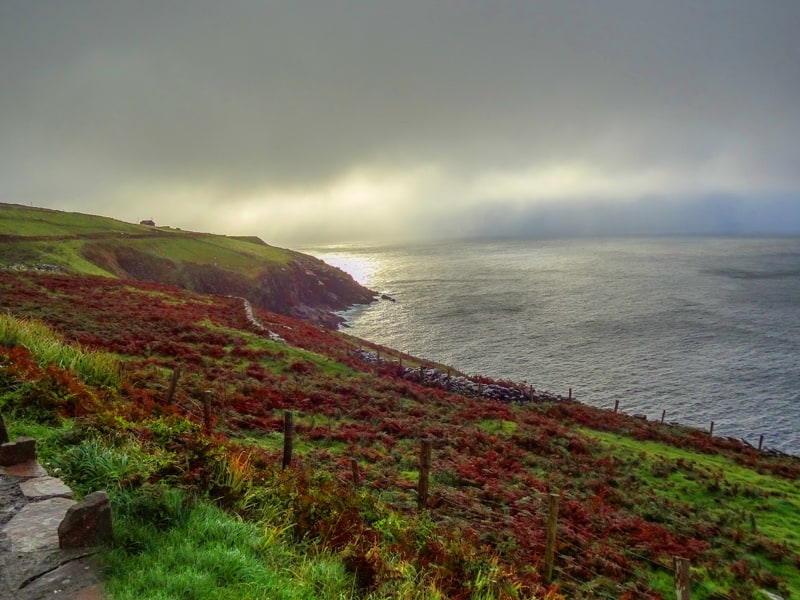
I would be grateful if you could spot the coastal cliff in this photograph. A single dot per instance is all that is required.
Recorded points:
(275, 279)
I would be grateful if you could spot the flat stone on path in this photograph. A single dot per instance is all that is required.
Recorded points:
(44, 488)
(35, 527)
(26, 470)
(87, 523)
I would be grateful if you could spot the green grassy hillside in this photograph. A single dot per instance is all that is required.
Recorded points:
(274, 278)
(35, 236)
(202, 503)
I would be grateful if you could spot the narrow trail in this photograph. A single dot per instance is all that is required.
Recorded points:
(32, 565)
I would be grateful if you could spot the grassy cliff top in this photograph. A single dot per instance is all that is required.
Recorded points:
(32, 237)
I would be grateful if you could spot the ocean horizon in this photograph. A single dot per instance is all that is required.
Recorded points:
(704, 328)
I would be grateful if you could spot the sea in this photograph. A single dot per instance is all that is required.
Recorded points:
(706, 329)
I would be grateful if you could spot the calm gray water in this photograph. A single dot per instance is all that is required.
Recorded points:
(708, 329)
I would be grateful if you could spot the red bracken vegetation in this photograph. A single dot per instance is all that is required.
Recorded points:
(490, 485)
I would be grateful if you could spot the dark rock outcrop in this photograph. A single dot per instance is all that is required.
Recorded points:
(13, 453)
(303, 287)
(87, 523)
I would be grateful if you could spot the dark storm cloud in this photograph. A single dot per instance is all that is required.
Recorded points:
(212, 107)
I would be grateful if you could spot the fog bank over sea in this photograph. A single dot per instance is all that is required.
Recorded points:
(707, 329)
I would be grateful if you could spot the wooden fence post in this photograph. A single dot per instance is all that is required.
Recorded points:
(424, 473)
(173, 384)
(550, 548)
(3, 431)
(682, 578)
(207, 419)
(288, 438)
(356, 476)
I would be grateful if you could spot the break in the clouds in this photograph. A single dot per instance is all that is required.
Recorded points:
(344, 120)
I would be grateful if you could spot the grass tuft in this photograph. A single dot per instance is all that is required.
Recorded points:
(48, 347)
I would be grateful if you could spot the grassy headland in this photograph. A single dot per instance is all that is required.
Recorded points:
(201, 501)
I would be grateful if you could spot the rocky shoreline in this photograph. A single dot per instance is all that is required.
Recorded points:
(460, 384)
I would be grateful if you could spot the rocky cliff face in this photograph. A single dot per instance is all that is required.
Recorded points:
(304, 287)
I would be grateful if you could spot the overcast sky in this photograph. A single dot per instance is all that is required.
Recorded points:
(338, 120)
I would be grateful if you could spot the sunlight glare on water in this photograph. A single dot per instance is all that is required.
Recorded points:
(707, 329)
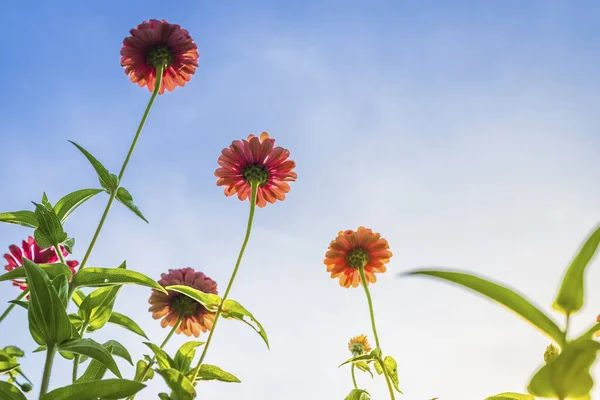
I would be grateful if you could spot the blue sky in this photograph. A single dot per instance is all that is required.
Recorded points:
(465, 132)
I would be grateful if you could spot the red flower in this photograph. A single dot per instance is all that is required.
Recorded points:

Exercise task – Print all the records again exactly; do not include any picture.

Result –
I would be grateful if you could spot the coastal cliff in this photograph. A single dot per instance is all that is required.
Recorded points:
(275, 279)
I would be grateful if you could spot the flat stone on path in this photograph. A single dot per instance is all that is required.
Recorded points:
(44, 488)
(35, 527)
(26, 470)
(87, 523)
I would be grateful if you could spot the green grassy hillside in this photograph. A single dot per instance is all that is required.
Recorded points:
(274, 278)
(35, 236)
(202, 503)
I would be grateful if you could spot the narrow trail in this photograph. A single dot per instance is all that is required.
Recorded points:
(32, 565)
I would be grateful if you could spot the grassy cliff top in this photograph. A single dot per instance is all that is required.
Recorded points:
(32, 237)
I would be grateful if you could spot the ocean horizon in this photograph. A single dot per instance is all that is required.
Recorded points:
(704, 328)
I would be grateful if you could spot the sea in this photograph. A single dot per instance is all that is required.
Recorded points:
(706, 329)
I would be grateful if you could spot the calm gray water in this photograph. A single dot per instance is all that is required.
Recorded points:
(708, 329)
I would be grateful if you could spot the red bracken vegetation in this photograph. A single dot per instance is all that is required.
Recorded points:
(490, 485)
I would be grateful if you could spot the dark rock outcrop in this photograph. A single dot per instance is all that is required.
Recorded points:
(13, 453)
(303, 287)
(87, 523)
I would be grateful if you could spot the dark storm cloud in this photograph. A single dot per instance is all that is required.
Recorded points:
(212, 107)
I would be grateful if you could spot the fog bank over sea in this photograph. A single dot per instance is all that is required.
Recorded points:
(707, 329)
I would be grateful if you could spot the wooden fence post in this photograph. A single dot per instance is all that is required.
Recorded points:
(424, 473)
(173, 384)
(550, 548)
(3, 431)
(682, 578)
(207, 419)
(288, 438)
(356, 476)
I would be grateful if you could spot the break in the clouds in this photograph. A single dot per instance is all that is required.
Recorded points:
(344, 120)
I would be grateful if you could spot the grass tuft in this photograph. A single dot per instance is all that is required.
Recorded points:
(48, 347)
I would be grateful if you could spot the grassy headland in this photograph. A single dot per instance is all that is required.
Recorded points:
(201, 501)
I would be grateful if you could spot the rocky shoreline in this photograph. A single dot per instance is all that is required.
Recorded points:
(460, 384)
I would be grateful if you could spot the rocky cliff face in this photograph. A single dot per instance is all that is required.
Recorded points:
(304, 287)
I would be grateful if you could spot the overcast sky in this photograph. A single dot per instance is all that is required.
Recorded points:
(338, 120)
I would be grateful if you could spot the sunlight glare on water in this photograph. A single dot per instance is all that is required.
Recorded points:
(707, 329)
I would be grateful if you could spot the blue sky in this photograph. A single dot per instance is all that is required.
Recorded points:
(465, 132)
I would be grateful if you could spot the red flower in this photograph. A single dot per instance is all that is required.
Recorded points:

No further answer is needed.